• **WORK INSTRUCTIONS**
Give back the line where "Target: terracotta pot" appears and all the lines after it until the listing ends, unchanged and with nothing else.

───── DATA SECTION

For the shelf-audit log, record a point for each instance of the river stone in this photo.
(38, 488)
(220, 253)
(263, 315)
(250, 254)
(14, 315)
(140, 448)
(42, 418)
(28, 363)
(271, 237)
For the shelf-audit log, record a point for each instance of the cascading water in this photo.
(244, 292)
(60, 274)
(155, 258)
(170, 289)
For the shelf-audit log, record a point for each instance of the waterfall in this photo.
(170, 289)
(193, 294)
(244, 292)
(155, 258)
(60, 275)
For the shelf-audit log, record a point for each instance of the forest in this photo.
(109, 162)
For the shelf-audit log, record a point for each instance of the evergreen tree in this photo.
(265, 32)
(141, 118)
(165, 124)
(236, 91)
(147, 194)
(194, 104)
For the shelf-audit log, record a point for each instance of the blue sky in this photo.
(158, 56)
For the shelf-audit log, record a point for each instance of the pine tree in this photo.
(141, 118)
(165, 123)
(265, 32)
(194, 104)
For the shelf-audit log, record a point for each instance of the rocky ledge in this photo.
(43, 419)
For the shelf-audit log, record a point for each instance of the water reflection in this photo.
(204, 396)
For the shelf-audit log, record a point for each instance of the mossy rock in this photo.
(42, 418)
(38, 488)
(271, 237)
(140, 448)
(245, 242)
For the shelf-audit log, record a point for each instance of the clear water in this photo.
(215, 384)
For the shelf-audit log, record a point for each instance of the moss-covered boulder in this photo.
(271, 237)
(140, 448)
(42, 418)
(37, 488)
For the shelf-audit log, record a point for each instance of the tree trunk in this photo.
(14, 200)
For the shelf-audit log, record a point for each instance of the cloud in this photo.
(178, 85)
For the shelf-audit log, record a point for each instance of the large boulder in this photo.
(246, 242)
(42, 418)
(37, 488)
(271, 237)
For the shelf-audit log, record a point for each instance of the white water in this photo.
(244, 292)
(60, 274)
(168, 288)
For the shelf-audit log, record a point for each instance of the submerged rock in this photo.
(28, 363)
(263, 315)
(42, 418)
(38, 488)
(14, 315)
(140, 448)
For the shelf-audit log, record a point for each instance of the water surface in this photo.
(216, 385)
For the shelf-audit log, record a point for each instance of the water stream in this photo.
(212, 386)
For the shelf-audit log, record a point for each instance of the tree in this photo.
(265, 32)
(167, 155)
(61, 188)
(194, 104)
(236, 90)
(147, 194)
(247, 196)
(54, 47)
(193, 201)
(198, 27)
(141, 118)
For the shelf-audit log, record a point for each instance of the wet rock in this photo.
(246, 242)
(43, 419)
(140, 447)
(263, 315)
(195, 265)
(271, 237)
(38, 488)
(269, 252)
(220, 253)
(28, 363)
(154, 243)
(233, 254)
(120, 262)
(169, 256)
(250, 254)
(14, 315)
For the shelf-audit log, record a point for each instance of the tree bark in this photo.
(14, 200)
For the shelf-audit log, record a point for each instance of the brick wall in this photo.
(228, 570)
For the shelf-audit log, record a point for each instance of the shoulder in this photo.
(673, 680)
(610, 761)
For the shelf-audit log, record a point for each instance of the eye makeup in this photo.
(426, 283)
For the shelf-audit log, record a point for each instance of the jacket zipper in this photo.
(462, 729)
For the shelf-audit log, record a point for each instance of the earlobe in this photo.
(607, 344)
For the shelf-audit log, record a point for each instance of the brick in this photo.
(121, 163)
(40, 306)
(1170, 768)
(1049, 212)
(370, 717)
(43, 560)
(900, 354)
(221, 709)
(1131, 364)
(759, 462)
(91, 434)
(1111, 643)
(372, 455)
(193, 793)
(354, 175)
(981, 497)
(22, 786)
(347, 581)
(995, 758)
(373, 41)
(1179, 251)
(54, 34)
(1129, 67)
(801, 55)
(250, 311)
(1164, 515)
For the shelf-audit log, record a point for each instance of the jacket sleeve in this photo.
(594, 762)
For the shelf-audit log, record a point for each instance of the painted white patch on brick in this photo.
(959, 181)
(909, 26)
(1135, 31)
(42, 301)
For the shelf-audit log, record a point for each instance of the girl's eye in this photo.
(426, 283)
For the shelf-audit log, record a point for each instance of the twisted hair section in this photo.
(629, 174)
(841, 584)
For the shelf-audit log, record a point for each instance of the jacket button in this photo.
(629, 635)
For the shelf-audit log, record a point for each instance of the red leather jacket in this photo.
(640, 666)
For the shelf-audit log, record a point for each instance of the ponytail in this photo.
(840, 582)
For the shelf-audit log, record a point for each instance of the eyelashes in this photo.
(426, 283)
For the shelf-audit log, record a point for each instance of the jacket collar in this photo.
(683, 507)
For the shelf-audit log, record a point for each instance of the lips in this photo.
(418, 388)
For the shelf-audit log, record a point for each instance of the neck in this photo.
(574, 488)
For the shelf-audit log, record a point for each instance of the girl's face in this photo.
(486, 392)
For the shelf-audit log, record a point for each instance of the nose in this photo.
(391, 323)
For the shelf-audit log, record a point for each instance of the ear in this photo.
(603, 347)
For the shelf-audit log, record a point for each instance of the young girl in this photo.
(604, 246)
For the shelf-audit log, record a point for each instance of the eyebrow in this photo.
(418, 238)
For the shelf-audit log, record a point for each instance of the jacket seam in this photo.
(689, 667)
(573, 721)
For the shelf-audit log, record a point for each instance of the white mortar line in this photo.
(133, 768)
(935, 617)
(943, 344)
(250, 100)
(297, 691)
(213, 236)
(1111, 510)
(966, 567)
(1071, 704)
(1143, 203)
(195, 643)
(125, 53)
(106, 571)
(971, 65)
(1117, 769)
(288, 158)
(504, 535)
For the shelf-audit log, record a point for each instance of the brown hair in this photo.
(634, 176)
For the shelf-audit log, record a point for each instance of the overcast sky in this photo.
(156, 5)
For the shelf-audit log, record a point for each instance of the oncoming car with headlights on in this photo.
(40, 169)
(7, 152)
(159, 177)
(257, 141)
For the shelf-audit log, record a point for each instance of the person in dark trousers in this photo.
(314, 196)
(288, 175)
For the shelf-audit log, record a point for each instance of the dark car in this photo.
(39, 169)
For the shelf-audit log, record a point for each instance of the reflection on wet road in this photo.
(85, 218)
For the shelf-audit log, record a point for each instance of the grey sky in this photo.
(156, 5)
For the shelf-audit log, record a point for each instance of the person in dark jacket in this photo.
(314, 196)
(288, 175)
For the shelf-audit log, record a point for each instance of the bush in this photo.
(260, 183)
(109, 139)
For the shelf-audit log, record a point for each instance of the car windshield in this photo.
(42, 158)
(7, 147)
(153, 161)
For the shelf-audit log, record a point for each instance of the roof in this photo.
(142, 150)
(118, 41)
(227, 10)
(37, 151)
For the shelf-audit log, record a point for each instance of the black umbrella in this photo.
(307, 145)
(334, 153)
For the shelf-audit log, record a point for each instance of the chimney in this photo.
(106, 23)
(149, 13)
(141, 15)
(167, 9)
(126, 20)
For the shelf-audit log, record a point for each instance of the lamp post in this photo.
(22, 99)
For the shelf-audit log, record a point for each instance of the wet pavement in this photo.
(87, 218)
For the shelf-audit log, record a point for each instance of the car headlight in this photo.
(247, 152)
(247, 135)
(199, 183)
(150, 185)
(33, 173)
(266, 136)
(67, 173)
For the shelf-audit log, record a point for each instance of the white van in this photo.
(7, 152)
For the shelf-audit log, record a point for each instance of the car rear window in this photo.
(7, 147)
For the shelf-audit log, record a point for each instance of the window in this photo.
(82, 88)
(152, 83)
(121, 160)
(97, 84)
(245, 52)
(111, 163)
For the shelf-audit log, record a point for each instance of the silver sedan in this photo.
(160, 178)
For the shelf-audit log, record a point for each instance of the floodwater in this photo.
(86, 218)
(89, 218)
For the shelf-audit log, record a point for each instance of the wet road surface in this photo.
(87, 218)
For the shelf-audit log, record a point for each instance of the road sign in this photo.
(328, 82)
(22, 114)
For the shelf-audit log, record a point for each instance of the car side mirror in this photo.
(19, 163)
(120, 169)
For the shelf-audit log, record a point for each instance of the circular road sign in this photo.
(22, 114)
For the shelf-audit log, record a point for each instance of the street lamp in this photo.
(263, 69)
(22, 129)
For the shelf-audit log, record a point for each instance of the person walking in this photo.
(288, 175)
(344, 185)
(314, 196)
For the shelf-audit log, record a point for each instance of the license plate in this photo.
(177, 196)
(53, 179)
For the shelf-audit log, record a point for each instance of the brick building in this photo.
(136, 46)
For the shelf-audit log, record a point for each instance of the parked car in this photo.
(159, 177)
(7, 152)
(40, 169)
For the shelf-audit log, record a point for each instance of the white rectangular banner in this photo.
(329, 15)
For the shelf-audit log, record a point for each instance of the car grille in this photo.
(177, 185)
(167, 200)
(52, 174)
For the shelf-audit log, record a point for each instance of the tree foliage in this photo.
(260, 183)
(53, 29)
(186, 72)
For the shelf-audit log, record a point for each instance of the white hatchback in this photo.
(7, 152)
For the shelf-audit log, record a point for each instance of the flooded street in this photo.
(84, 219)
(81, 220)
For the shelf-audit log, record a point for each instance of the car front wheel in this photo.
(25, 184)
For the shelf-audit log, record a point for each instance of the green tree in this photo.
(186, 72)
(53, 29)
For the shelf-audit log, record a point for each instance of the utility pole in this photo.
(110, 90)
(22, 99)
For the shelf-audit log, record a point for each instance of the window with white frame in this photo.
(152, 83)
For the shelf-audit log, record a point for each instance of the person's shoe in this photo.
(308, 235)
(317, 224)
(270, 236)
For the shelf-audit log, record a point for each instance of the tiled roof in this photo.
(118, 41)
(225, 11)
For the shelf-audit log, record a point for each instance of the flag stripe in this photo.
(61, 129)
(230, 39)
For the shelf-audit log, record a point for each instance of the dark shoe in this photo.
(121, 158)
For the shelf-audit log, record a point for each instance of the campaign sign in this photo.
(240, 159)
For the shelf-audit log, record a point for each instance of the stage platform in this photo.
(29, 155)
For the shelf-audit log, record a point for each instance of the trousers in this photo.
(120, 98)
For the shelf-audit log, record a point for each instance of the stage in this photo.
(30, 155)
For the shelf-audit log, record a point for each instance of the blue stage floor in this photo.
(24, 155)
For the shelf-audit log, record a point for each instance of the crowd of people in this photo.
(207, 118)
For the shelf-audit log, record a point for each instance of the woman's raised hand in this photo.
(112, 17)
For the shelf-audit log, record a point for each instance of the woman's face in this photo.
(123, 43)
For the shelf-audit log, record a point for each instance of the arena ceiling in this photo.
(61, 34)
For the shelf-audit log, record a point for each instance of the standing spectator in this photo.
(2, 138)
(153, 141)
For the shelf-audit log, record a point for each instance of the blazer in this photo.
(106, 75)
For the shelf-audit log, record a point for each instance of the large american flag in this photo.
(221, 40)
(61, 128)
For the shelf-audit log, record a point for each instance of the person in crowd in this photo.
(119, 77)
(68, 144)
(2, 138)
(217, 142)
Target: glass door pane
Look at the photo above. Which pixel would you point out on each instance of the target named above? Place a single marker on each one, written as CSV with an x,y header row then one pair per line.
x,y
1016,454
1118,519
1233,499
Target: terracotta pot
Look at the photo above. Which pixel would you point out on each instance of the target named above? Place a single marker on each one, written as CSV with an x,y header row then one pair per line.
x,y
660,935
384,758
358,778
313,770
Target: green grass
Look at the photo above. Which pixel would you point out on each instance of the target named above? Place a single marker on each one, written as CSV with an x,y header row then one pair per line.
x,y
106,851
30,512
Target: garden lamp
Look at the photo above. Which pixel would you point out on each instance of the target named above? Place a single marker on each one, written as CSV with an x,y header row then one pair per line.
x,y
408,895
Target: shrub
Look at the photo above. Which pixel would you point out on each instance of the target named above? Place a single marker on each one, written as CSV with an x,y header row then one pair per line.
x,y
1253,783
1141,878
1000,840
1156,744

──────────

• **SOLUTION FOR THIS TASK**
Target: terracotta pot
Look at the photo above. Which pixel would you point out on each instance of the target named above? Place a single marker on each one, written as CSV with an x,y header row then one pair per line.
x,y
660,935
384,758
358,778
313,770
Target: green grass
Look at the photo above. Which pixel would you point out on each instance of the target named above? Place a single marker on each one, written as CSV with an x,y header row then one pair per line.
x,y
106,851
30,512
Target: garden lamp
Look at the photo above. Which pixel would you point out on each instance of the target named above? Place a single marker on each one, written as CSV with an x,y header row then one pair per line.
x,y
408,895
Target: shrub
Look at the photo above. Which pixel would you point out on each instance of the target named above? Place a single marker on each one, written as CSV with an x,y header row then one pair per line.
x,y
1253,783
1141,878
1000,840
1156,744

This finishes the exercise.